---------- Excerpted data

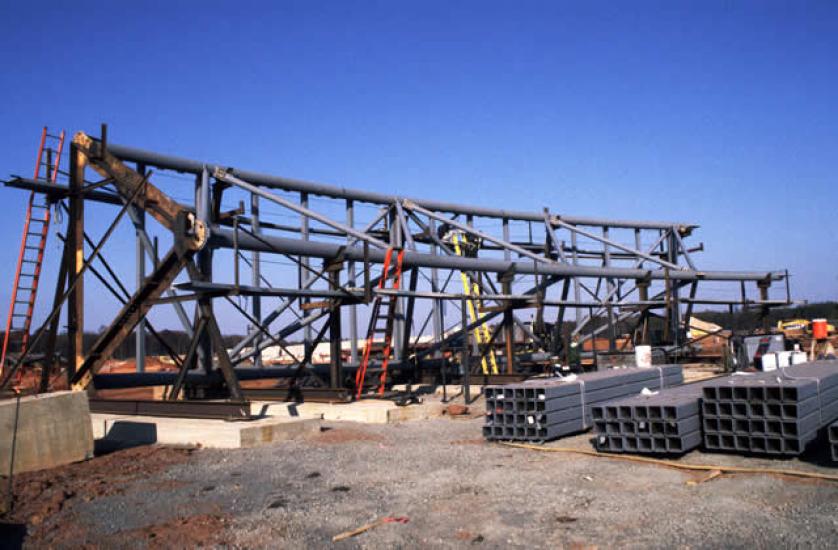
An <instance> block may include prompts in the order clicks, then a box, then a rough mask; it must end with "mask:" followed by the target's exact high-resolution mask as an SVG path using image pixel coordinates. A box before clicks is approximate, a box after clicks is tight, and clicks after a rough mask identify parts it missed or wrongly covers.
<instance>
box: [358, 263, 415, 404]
mask: <svg viewBox="0 0 838 550" xmlns="http://www.w3.org/2000/svg"><path fill="white" fill-rule="evenodd" d="M393 252H394V249H393V248H388V249H387V253H386V254H385V256H384V268H383V269H382V273H381V279H380V280H379V281H378V288H379V289H384V288H387V287H386V285H387V281H390V280H392V281H393V286H392V289H393V290H398V289H399V287H400V286H401V283H402V259H403V258H404V250H403V249H401V250H398V251H396V261H395V265H393ZM397 302H398V297H397V296H391V295H389V294H376V295H375V298H373V302H372V311H371V313H370V324H369V328H368V329H367V341H366V343H365V345H364V354H363V356H362V358H361V364H360V365H358V370H357V371H355V398H356V399H360V398H361V393H362V392H363V390H364V385H365V383H366V376H367V367H368V366H369V363H370V353H371V352H372V345H373V340H374V339H375V335H376V334H382V333H383V334H384V349H383V351H382V356H383V359H382V362H381V375H380V376H379V380H378V394H379V395H381V394H383V393H384V383H385V382H386V381H387V364H388V363H389V361H390V353H391V352H392V347H393V346H392V344H393V321H394V319H395V317H396V303H397ZM382 309H383V313H384V314H383V315H382ZM382 318H383V319H384V326H381V325H380V324H379V320H380V319H382Z"/></svg>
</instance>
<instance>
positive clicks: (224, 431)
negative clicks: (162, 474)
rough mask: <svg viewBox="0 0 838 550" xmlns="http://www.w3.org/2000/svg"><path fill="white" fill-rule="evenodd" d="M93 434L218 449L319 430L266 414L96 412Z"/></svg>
mask: <svg viewBox="0 0 838 550" xmlns="http://www.w3.org/2000/svg"><path fill="white" fill-rule="evenodd" d="M91 417H92V424H93V435H94V436H95V437H96V439H97V440H99V441H101V442H102V443H103V444H104V445H107V446H114V447H129V446H133V445H144V444H152V443H157V444H161V445H178V446H184V445H190V446H191V445H200V446H201V447H209V448H216V449H240V448H245V447H256V446H260V445H266V444H269V443H273V442H276V441H284V440H288V439H294V438H298V437H304V436H308V435H314V434H317V433H319V432H320V424H321V422H320V420H319V419H313V418H303V419H299V418H292V417H267V418H259V419H256V420H247V421H241V422H227V421H225V420H205V419H195V418H162V417H151V416H121V415H111V414H93V415H91Z"/></svg>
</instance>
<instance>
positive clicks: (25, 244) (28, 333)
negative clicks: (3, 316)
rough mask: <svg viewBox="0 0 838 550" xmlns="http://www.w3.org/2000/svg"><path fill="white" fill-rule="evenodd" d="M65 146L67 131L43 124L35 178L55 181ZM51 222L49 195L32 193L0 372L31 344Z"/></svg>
mask: <svg viewBox="0 0 838 550" xmlns="http://www.w3.org/2000/svg"><path fill="white" fill-rule="evenodd" d="M63 149H64V131H63V130H62V132H61V133H60V134H59V135H57V136H56V135H53V134H50V133H49V132H48V131H47V128H46V126H44V129H43V131H42V132H41V142H40V145H39V146H38V155H37V161H36V163H35V177H34V179H35V180H38V181H44V182H47V183H53V184H54V183H55V182H56V179H57V178H58V167H59V165H60V163H61V153H62V151H63ZM49 221H50V204H49V202H48V201H47V198H46V195H43V194H40V193H36V192H34V191H33V192H32V193H31V194H30V195H29V203H28V205H27V207H26V220H25V221H24V223H23V237H22V238H21V242H20V252H19V253H18V258H17V270H16V271H15V279H14V286H13V287H12V299H11V303H10V304H9V317H8V319H7V321H6V334H5V336H4V337H3V352H2V356H0V372H2V371H3V370H4V369H5V367H6V360H7V359H11V355H12V354H16V355H18V354H21V353H23V352H24V351H26V346H27V344H28V343H29V331H30V329H31V326H32V314H33V311H34V309H35V297H36V295H37V293H38V281H39V279H40V277H41V266H42V265H43V261H44V249H45V248H46V245H47V236H48V235H49ZM19 372H20V371H19Z"/></svg>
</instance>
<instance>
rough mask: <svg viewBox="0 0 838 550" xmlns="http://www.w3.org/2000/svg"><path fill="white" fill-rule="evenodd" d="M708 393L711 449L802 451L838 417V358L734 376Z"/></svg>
mask: <svg viewBox="0 0 838 550" xmlns="http://www.w3.org/2000/svg"><path fill="white" fill-rule="evenodd" d="M703 393H704V395H703V402H702V417H703V428H704V446H705V448H706V449H707V450H711V451H712V450H722V451H737V452H745V453H755V454H768V455H786V456H790V455H792V456H793V455H799V454H801V453H802V452H803V451H804V450H805V449H806V446H807V445H808V444H809V443H810V442H811V441H812V440H814V439H815V438H816V437H817V435H818V432H819V431H820V430H821V429H823V428H825V427H826V426H828V425H829V424H831V423H832V422H834V421H835V420H836V419H838V361H815V362H812V363H804V364H801V365H795V366H791V367H785V368H783V369H780V370H778V371H773V372H769V373H755V374H745V375H741V376H736V375H734V376H729V377H726V378H723V379H720V380H717V381H715V383H714V384H709V385H707V386H705V387H704V388H703Z"/></svg>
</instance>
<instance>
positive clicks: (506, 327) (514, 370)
mask: <svg viewBox="0 0 838 550" xmlns="http://www.w3.org/2000/svg"><path fill="white" fill-rule="evenodd" d="M513 278H514V273H511V272H507V273H501V274H500V275H499V276H498V281H499V282H500V284H501V292H503V293H504V294H512V279H513ZM503 338H504V344H505V345H506V348H505V349H506V373H507V374H514V373H515V317H514V315H513V313H512V306H511V305H510V304H506V308H505V309H504V310H503Z"/></svg>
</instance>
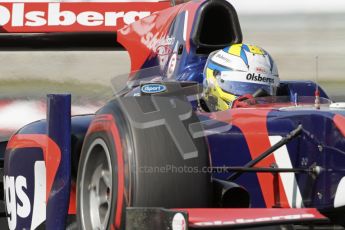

--------------------

> _Required action_
Which lines of the data include the word "negative"? Copy each one.

> _Answer to this exercise_
negative clicks: (162, 474)
negative clicks: (3, 316)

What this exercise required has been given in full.